* Task objective *
Render each line of the data below as a string in a JSON list, skipping blank lines and omitting the pictures.

************

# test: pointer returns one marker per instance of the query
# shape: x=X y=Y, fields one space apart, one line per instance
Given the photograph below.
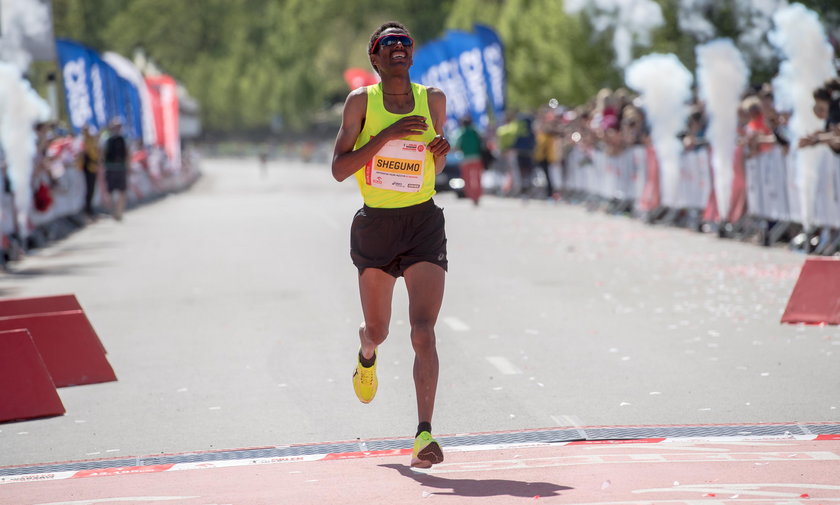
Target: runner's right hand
x=404 y=127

************

* Complete answer *
[
  "# test: pointer returns one marker per instance of the query",
  "# shape: x=X y=Y, fields one space apart, one line per instance",
  "Given the photograph below.",
  "Target: runner's right hand",
  "x=404 y=127"
]